**Records for processing:**
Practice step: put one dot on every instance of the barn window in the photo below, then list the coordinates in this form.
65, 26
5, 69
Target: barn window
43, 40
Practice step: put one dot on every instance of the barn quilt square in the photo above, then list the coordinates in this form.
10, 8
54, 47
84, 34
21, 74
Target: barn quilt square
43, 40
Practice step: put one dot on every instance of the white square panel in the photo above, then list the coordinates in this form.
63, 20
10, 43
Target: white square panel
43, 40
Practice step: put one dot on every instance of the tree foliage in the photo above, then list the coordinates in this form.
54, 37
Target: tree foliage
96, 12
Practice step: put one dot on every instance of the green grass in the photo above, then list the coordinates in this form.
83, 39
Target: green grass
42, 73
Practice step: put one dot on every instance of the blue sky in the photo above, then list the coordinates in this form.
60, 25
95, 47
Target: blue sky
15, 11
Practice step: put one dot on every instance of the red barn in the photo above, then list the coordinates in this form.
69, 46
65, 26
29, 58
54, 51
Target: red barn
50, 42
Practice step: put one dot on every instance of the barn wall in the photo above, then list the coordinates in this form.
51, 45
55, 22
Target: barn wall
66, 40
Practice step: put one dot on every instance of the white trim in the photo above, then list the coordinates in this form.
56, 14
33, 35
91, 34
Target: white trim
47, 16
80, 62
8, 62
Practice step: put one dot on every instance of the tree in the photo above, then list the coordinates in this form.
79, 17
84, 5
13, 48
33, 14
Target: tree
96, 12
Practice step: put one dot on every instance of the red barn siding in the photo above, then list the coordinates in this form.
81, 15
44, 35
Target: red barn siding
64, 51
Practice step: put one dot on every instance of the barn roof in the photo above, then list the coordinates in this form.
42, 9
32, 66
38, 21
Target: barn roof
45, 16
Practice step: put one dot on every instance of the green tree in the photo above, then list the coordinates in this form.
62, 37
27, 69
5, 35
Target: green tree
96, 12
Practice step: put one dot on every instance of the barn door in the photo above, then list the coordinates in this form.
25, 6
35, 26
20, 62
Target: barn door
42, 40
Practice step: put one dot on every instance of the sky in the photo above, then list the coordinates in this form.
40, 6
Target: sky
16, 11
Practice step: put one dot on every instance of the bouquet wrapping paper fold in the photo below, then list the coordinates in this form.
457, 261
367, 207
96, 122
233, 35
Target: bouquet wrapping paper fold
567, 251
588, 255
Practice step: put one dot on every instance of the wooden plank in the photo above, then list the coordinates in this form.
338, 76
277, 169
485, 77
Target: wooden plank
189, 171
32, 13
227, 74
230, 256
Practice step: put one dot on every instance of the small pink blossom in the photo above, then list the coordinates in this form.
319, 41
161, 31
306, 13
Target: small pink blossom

**Exercise description:** Reproduce the entries from the line containing "Practice step: put one dot on every instance of the sky" through the last entry, inclusive, swapping "wooden plank" for "timber board" and leaving everything else unchanged.

**Reply to the exercise:**
Practice step: put one dot on every instance of the sky in the photo above, then list the coordinates in this form.
40, 6
Target: sky
16, 11
Practice step: put one dot on every instance of the bouquet wrapping paper fold in the photo below, then list the coordinates in this form.
457, 261
367, 207
96, 122
233, 35
Target: bouquet wrapping paper fold
567, 251
588, 255
Practice step: put one dot on every instance of the timber board in the photo above, then list the coordinates in this form.
338, 76
277, 169
485, 77
Target: timber board
189, 171
32, 13
227, 74
230, 256
Practice step: put one dot on every instance of the small pink blossom in the photo above, then list the coordinates in this form.
319, 41
161, 31
306, 13
Target: small pink blossom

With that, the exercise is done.